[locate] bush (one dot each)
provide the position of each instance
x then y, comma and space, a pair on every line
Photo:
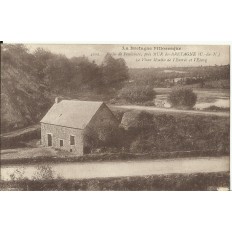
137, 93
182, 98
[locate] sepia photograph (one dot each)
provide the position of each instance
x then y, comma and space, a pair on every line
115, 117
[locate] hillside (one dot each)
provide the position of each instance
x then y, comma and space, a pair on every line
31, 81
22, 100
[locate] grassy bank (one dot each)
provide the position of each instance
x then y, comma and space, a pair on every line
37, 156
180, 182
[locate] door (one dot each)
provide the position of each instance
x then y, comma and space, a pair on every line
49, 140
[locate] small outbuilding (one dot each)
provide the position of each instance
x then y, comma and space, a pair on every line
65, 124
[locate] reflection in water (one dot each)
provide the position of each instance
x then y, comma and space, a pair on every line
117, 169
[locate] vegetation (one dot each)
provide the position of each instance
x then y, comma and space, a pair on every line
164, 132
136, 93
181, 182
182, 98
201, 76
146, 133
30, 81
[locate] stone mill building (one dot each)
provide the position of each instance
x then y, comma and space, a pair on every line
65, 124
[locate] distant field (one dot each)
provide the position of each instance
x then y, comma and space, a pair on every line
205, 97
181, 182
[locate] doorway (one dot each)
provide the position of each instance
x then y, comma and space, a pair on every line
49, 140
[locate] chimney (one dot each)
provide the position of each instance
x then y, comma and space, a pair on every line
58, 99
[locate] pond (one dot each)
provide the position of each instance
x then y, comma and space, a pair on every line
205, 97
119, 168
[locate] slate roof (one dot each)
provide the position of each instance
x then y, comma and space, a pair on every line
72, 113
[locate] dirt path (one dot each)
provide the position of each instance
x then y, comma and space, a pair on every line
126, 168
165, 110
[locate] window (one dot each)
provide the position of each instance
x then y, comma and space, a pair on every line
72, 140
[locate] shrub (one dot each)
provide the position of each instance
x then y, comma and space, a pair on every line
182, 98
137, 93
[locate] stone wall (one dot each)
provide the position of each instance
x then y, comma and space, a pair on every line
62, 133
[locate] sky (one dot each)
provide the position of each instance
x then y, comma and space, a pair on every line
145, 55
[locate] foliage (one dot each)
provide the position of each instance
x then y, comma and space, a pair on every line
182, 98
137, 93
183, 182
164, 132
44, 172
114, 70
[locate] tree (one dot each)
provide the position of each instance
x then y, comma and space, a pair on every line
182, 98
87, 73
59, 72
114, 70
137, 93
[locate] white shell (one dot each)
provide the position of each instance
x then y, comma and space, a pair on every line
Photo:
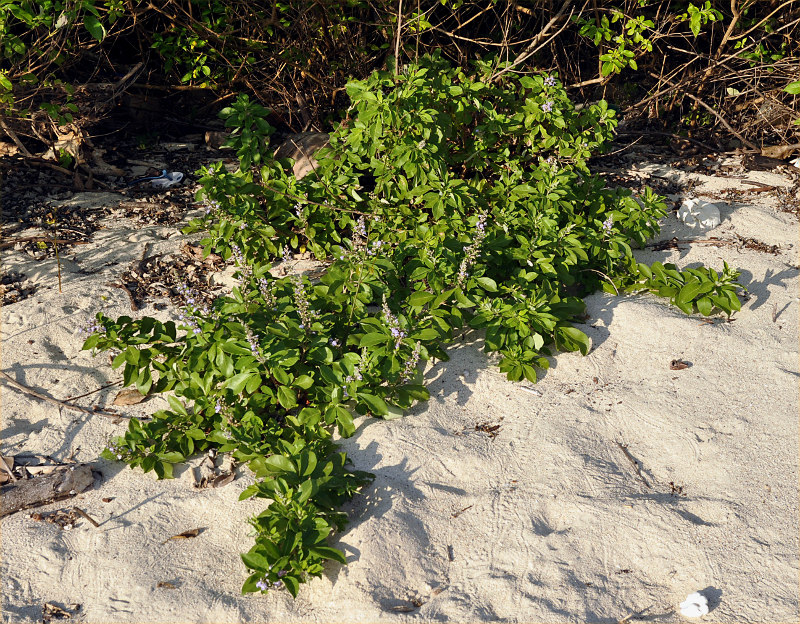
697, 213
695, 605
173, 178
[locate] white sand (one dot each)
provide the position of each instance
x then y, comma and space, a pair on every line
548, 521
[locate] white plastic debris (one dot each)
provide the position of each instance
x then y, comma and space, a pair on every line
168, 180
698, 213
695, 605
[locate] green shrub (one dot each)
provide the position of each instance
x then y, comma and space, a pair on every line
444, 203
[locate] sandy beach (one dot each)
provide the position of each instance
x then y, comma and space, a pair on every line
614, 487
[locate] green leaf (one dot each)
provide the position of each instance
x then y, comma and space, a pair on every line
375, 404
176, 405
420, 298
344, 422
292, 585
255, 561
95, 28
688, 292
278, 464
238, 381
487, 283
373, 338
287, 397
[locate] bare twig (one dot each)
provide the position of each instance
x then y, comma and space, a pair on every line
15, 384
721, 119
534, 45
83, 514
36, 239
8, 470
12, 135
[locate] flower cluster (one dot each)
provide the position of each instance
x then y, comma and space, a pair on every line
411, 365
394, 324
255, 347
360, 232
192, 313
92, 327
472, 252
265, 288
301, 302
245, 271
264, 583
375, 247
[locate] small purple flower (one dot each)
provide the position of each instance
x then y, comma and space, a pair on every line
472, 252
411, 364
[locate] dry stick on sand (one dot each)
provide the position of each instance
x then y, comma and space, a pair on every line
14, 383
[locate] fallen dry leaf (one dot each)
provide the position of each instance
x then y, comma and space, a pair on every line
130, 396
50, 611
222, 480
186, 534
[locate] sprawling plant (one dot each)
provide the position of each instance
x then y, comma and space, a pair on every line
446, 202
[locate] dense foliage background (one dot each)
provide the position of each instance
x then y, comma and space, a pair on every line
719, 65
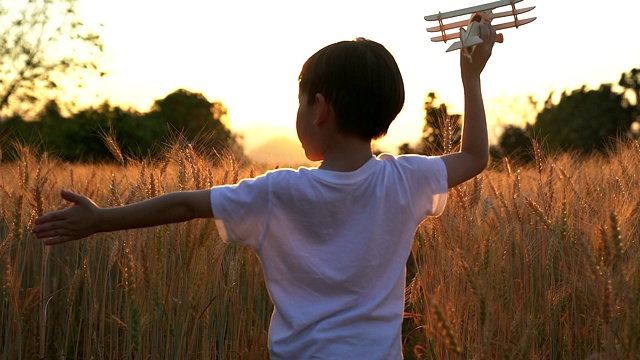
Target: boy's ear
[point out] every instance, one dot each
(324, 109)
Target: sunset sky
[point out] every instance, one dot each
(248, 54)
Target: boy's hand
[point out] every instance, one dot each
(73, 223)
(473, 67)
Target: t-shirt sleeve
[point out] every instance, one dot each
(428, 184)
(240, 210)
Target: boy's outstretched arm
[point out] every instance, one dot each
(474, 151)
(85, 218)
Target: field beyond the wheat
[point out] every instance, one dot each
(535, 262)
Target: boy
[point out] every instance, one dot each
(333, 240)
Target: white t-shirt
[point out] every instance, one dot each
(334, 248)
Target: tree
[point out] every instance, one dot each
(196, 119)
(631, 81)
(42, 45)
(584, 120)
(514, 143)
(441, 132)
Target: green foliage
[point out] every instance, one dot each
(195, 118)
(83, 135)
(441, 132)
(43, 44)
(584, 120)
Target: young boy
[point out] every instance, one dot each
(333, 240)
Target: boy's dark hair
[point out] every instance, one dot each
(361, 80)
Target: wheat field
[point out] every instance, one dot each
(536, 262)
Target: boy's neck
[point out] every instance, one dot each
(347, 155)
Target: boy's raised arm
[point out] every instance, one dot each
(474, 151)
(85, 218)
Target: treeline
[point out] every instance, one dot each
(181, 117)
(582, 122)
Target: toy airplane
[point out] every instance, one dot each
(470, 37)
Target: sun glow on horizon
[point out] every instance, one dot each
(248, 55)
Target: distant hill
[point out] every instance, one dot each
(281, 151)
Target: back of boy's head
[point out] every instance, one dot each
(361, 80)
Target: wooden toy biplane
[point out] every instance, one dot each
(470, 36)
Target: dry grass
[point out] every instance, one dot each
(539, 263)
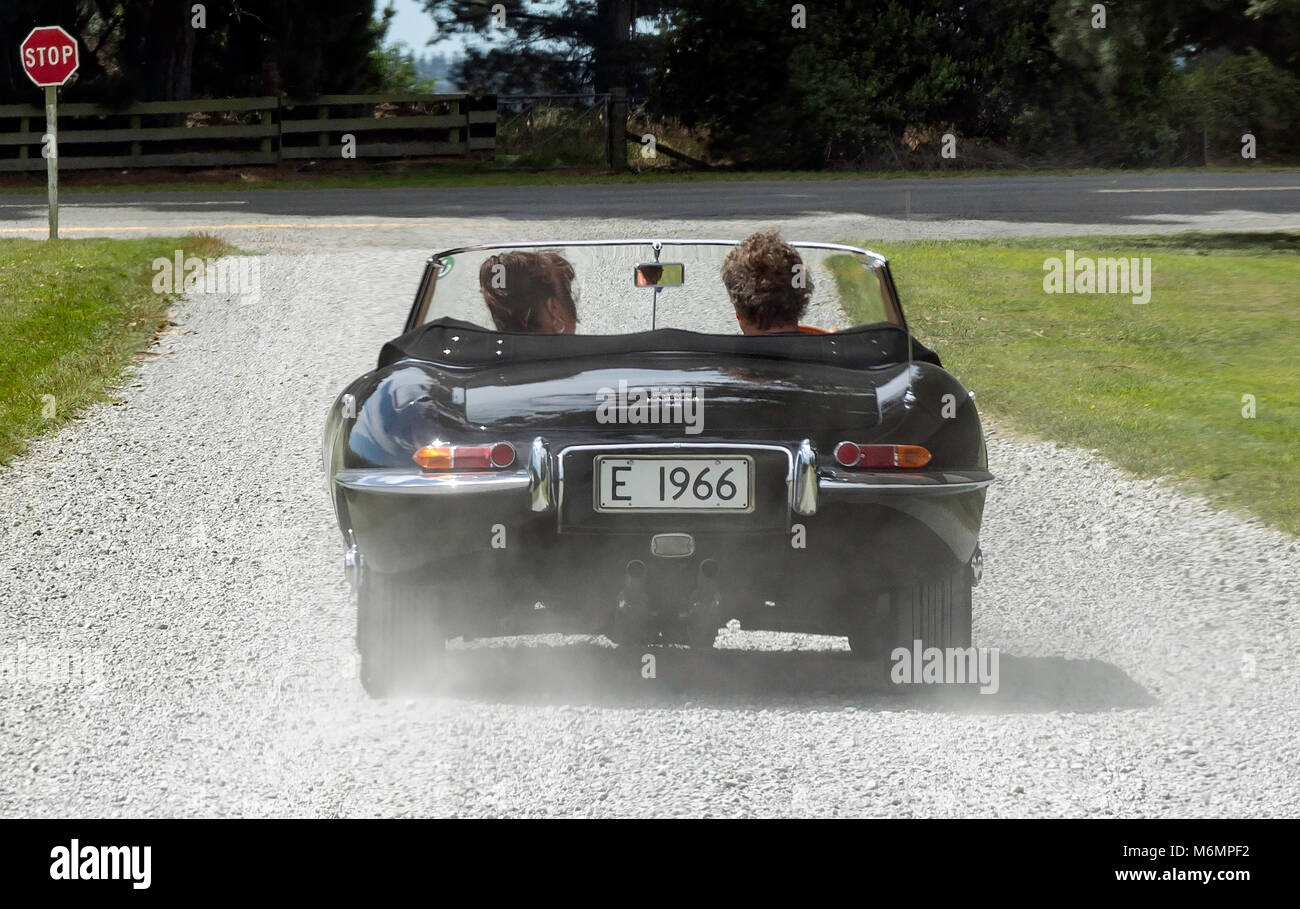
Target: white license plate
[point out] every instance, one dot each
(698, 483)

● ● ● ● ● ● ●

■ **WHAT THIS TASK INVOLVES**
Please give the data again unaltered, leaving out any images.

■ **RESPONSE TO THIS EXERCISE**
[locate] bush (one dot each)
provide the position of each instance
x then y, comma and space, a pair on every line
Photo:
137, 93
182, 98
[locate] sepia photograph (one dot each)
provide the position of each instance
x then y, comma and space, a pair on every line
115, 117
[locate] hillside (one dot each)
provide the position of each instance
x then y, comma and space, a pair on every line
31, 81
22, 100
[locate] grassy bank (one dot each)
provide the position of each instance
x then y, comma and space, a pair on every line
37, 156
180, 182
[locate] door (one dot each)
provide the position of each instance
x then y, comma and space, a pair on every line
49, 140
[locate] small outbuilding (one dot each)
provide the position of each instance
x then y, comma and space, a pair on every line
65, 124
[locate] reflection in water (one dot each)
provide the position of each instance
x then y, comma and space, a pair on every line
117, 169
[locate] vegetation (one dot each)
provide the position of each instance
x then y, comma and space, a pair on every line
164, 132
136, 93
181, 182
182, 98
201, 76
146, 133
30, 81
[locate] stone mill building (one dot each)
provide the position of each instance
x then y, comma and space, a pair on every line
65, 124
[locate] distant field (one dot each)
provide the position of each instance
x then y, comma and space, a pair on every line
205, 97
181, 182
[locate] doorway (one dot each)
provide the position of each instance
x then y, comma and space, a pair on every line
49, 140
[locate] chimney (one dot each)
provide the position of each instance
x then y, comma and space, a pair on every line
58, 99
[locate] pond (one dot each)
provide the position of each instance
x then y, comma and space, a pair on every line
205, 97
119, 168
[locate] slate roof (one dot each)
provide the position of each instance
x then y, comma and space, a pair on every line
72, 113
[locate] dirt path (one dot each)
provide the position of each instance
x then y, comma and space, a pair on every line
126, 168
165, 110
[locate] window (one dot each)
provide the position of each instance
x then y, comma and space, a pair on every line
72, 140
[locate] shrub (one dot each)
provide the position of each instance
x then y, comma and space, a pair on every line
182, 98
137, 93
[locate] stone wall (one dot each)
provide the position of each instance
x then y, comma and space, a pair on every line
62, 133
[locate] sky (one dot each)
provide the position of each instance
x then y, comma and space, a pair on every line
145, 55
[locate] foliage (one dot each)
provide the position of each instance
x then y, comma and space, a pair on every line
182, 98
137, 93
183, 182
164, 132
44, 172
114, 70
[locate] tree (one dot each)
provide the position of each instance
x then y, comma and space, a pair on every line
182, 98
87, 73
59, 72
114, 70
137, 93
[locate] white shell (one dot each)
provide the position of each instance
x then y, comma and space, a pair on every line
Photo:
697, 213
695, 605
173, 178
[locate] white sand (one dot each)
provide the position of each instance
x then y, comma and space, a pair on every line
548, 521
[locate] white plastic debris (one dot each)
provide the position of each instance
x then y, comma and space, a pair on every line
168, 180
698, 213
695, 605
[locate] green shrub (one dot each)
provide the position of each instance
x then y, comma and space, a pair on every line
444, 203
[locate] sandy beach (one dot each)
provide the position of each instance
x then y, comma and space, a pair on every line
614, 487
[locate] green leaf (one dot each)
provide the position of each instance
x then y, comma and space, a pair on every line
375, 404
176, 405
420, 298
344, 422
292, 585
255, 561
95, 28
688, 292
278, 464
238, 381
487, 283
373, 338
287, 397
[locate] bare twig (one dot each)
provide the position of each instance
x then y, comma and space, a pair on every line
15, 384
721, 119
534, 45
83, 514
36, 239
8, 470
12, 135
[locate] flower cluster (one dot each)
provide the position of each instance
x then y, comma and space, a pair on every line
411, 365
394, 324
255, 347
360, 232
192, 313
92, 327
472, 252
265, 288
301, 302
245, 271
264, 583
375, 247
[locate] small purple flower (one dot each)
provide the position of each instance
x then y, comma and space, a pair on every line
472, 252
411, 364
[locate] dry stick on sand (one dot each)
provide the position of each instance
x then y, comma and space, a pair on every line
14, 383
[locate] fallen dry leaf (one dot each)
provide the position of each instance
x then y, comma and space, a pair on every line
130, 396
50, 611
222, 480
186, 534
[locate] sprawling plant (one dot each)
provide the position of each instance
x then y, comma and space, a pair on every line
446, 202
[locate] dense foliage background (one dot each)
provide the position of each instance
x then y, comma and space, a pair on every line
719, 65
Target: boy's ear
[point out] every instance, one dot each
(324, 109)
Target: sunset sky
[point out] every instance, one dot each
(248, 54)
Target: boy's hand
[point out] every instance, one dot each
(73, 223)
(473, 67)
Target: t-shirt sleeve
[point out] every instance, one dot each
(428, 184)
(240, 210)
Target: boy's outstretched arm
[point out] every instance, one dot each
(474, 151)
(85, 218)
Target: field beyond the wheat
[point out] every instance, one dot each
(535, 262)
Target: boy
[point out] every instance, one dot each
(333, 240)
Target: white t-shirt
[point out] every instance, one dot each
(334, 248)
Target: tree
[point out] every instance, one dot each
(196, 119)
(631, 81)
(42, 45)
(584, 120)
(514, 143)
(441, 132)
Target: green foliage
[point out] every instance, one dot each
(195, 118)
(83, 135)
(441, 132)
(43, 44)
(584, 120)
Target: young boy
[point out] every instance, one dot each
(333, 240)
Target: boy's dark hair
[point out] every instance, one dot each
(361, 80)
Target: wheat field
[point out] every instance, one dot each
(536, 262)
Target: boy's neck
[point out] every instance, one dot each
(347, 155)
Target: boy's raised arm
[point out] every instance, one dot each
(474, 151)
(85, 218)
Target: treeline
[point out] every instance, one dot each
(181, 117)
(582, 122)
Target: toy airplane
[point out] every instance, one dot each
(470, 37)
Target: sun glow on horizon
[point out] every instance, one dot each
(248, 55)
Target: distant hill
[point out] every instance, one dot each
(281, 151)
Target: back of boy's head
[point out] every instance, one dot each
(361, 80)
Target: wooden toy biplane
[point out] every instance, one dot each
(470, 36)
Target: dry grass
[point out] every instance, one dot each
(539, 263)
Target: white license plate
[point out] every instance, one dot each
(698, 483)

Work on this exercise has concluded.